The Cardinals first basketball season was 1920–21. The school's team currently competes in the Mid-American Conference. The team last played in the NCAA Division I men's basketball tournament in 2000.

The Cardinals have had various levels of success throughout their 94 seasons of competition. Although there was little success in the program from its start until the 1970s, the next two decades would be the highlight of the program's performance. Ball State became a sporadic leader in the Mid-American Conference, winning a record seven MAC tournaments between 1981 and 2000. The Cardinals also accomplished a large feat during the 2001 Maui Invitational Tournament, when they upset #4 Kansas and #3 UCLA on consecutive days. In 2017, the Cardinals beat #8 Notre Dame Fighting Irish at Purcell Pavilion by a score of 80–77, breaking a sixteen-year drought against ranked teams.

===Women's basketball===

The Ball State Cardinals' women's basketball team won their first MAC tournament in 2009 and subsequently went to their first-ever NCAA Tournament. In the first round, they beat the Tennessee Lady Volunteers 71–55 in Bowling Green, Kentucky. 12th-seeded Ball State's win over 5th-seeded Tennessee was the Lady Volunteers' first first-round loss in the 28-year history of the women's NCAA Tournament. The Cardinals earned a lot of attention for their historic first round win and briefly became the Cinderella, feel-good story of the NCAA Tournament before losing to the Iowa State Cyclones 57–71 in the second round. On March 21, 2012, head coach Kelly Packard resigned On May 12, 2012, Brady Sallee, the former coach at Eastern Illinois University, was named the eleventh head coach in the program's history.

—————

TASK LIST
- A) Could you output the section of the Ball State basketball passage that opens with the words containing "The Cardinals have" and closes with "against ranked teams.", copied word for word?
- B) In the Ball State basketball passage, which two ranked teams did the Cardinals upset at the 2001 Maui Invitational Tournament?
- C) Resume the Ball State basketball passage, picking up after its last sentence.
The listing that comes after the Ball State basketball passage isn't needed here.

Data entries:
—————

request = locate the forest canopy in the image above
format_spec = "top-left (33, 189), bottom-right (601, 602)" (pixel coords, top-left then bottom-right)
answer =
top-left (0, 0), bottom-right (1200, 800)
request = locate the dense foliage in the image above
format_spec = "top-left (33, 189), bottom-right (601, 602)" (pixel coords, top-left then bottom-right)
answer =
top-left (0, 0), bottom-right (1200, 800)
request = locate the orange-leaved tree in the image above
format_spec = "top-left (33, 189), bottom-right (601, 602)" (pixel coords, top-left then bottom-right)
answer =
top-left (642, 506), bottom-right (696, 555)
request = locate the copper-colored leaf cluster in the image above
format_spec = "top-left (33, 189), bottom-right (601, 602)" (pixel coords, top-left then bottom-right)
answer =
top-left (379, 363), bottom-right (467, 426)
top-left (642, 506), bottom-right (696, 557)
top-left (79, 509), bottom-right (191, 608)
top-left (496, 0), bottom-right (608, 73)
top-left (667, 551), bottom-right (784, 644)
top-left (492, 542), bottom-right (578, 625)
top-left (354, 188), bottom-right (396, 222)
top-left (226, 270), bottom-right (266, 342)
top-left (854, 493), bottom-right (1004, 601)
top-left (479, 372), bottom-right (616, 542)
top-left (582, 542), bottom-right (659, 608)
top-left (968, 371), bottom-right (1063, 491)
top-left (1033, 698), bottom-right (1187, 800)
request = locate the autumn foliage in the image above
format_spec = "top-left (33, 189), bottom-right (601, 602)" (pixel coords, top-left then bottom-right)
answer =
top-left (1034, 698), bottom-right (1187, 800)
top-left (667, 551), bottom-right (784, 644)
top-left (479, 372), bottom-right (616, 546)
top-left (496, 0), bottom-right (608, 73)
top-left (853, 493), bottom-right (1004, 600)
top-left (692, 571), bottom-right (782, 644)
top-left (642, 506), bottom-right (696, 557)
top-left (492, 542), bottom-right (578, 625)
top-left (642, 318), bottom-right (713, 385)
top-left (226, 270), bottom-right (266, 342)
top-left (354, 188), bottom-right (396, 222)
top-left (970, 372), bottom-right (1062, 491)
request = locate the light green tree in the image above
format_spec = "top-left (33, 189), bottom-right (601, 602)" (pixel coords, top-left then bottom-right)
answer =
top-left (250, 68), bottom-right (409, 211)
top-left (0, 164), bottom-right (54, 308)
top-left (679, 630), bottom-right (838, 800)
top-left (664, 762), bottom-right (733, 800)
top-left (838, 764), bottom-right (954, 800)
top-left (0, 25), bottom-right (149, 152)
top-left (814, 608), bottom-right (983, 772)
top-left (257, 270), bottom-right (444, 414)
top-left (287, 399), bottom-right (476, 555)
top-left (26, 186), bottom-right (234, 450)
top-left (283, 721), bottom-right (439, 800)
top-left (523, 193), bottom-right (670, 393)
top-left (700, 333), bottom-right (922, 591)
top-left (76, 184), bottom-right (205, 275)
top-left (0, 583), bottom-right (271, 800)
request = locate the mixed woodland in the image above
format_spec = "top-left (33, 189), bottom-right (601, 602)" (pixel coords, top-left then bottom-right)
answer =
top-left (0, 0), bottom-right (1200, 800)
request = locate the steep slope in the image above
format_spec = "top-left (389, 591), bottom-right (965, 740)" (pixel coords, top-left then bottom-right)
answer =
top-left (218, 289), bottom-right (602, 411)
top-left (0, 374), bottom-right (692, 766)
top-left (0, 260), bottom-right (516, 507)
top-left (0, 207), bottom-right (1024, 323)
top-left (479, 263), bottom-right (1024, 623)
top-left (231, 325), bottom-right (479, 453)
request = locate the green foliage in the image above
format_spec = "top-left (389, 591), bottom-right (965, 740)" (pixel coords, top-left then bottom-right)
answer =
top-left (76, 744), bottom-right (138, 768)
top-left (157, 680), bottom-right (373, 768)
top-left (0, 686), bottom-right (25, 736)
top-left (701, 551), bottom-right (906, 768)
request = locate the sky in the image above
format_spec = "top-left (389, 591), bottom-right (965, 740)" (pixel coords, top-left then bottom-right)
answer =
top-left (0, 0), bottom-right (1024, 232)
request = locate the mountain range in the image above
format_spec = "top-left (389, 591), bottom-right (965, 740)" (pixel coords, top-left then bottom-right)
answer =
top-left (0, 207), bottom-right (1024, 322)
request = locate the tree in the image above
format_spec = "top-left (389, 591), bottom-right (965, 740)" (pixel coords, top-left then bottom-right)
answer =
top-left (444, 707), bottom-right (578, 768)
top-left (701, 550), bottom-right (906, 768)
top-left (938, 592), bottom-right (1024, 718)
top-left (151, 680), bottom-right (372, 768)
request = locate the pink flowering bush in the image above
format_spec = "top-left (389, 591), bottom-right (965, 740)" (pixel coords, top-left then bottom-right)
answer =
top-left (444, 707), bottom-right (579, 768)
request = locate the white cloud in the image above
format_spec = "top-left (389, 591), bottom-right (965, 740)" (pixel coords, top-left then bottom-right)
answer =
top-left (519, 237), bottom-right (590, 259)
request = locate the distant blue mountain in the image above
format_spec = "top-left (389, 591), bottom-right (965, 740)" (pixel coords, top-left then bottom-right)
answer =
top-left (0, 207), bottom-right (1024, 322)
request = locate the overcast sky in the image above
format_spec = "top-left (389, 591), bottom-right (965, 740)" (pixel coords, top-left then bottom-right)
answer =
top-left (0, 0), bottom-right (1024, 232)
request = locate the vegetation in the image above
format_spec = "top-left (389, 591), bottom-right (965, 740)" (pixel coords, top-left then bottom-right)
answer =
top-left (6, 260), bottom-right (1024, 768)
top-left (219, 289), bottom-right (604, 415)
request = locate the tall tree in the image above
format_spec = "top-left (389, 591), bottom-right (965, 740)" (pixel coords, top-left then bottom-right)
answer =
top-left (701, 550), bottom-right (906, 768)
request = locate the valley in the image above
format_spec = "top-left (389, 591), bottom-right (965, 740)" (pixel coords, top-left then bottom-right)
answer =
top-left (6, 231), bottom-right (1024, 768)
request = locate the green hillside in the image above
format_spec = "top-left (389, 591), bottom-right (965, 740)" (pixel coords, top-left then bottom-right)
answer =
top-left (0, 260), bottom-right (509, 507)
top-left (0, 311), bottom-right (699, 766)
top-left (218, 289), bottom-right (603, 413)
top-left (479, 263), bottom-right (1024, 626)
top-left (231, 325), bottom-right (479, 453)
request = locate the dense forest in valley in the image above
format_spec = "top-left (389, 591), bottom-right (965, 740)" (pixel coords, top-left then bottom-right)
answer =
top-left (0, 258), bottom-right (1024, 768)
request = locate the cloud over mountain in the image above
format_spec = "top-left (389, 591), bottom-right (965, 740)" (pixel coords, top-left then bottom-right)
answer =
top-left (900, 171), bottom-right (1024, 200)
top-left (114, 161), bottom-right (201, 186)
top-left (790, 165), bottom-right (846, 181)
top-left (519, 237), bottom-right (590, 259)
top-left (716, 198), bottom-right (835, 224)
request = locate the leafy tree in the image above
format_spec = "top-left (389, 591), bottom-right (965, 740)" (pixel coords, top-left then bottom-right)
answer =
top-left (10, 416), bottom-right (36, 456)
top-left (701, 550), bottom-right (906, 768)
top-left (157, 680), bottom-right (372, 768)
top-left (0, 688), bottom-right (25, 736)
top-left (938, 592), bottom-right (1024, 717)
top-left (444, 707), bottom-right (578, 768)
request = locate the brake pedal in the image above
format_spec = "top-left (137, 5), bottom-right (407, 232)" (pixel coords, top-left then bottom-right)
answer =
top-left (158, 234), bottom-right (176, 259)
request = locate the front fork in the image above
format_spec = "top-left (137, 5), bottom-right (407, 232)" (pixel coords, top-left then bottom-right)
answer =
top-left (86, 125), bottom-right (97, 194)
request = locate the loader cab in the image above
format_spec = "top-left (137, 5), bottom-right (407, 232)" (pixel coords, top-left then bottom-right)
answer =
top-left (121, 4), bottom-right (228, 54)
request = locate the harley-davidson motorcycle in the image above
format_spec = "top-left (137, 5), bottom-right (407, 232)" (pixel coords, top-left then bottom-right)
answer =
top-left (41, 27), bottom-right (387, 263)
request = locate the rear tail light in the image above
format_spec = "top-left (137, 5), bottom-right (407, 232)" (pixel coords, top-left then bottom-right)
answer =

—————

RESPONSES FOR EACH TASK
- A)
The Cardinals have had various levels of success throughout their 94 seasons of competition. Although there was little success in the program from its start until the 1970s, the next two decades would be the highlight of the program's performance. Ball State became a sporadic leader in the Mid-American Conference, winning a record seven MAC tournaments between 1981 and 2000. The Cardinals also accomplished a large feat during the 2001 Maui Invitational Tournament, when they upset #4 Kansas and #3 UCLA on consecutive days. In 2017, the Cardinals beat #8 Notre Dame Fighting Irish at Purcell Pavilion by a score of 80–77, breaking a sixteen-year drought against ranked teams.

- B) They upset #4 Kansas and #3 UCLA on consecutive days.

- C)
===Baseball===

The Ball State baseball team plays in the MAC West Division. They play on Ball Diamond. Their head coach is Rich Maloney, who formerly coached the Cardinals, with an extended stint with the University of Michigan in between. The team began play in 1918. The Cardinals have had 8 players drafted in the first round of the Major League Baseball Draft. Their most notable alumni though is Mr. Jonny Cisna, the inventor of the term launch angle.

===Softball===
Ball State's softball team has appeared in two Women's College World Series, in 1973 and 1975.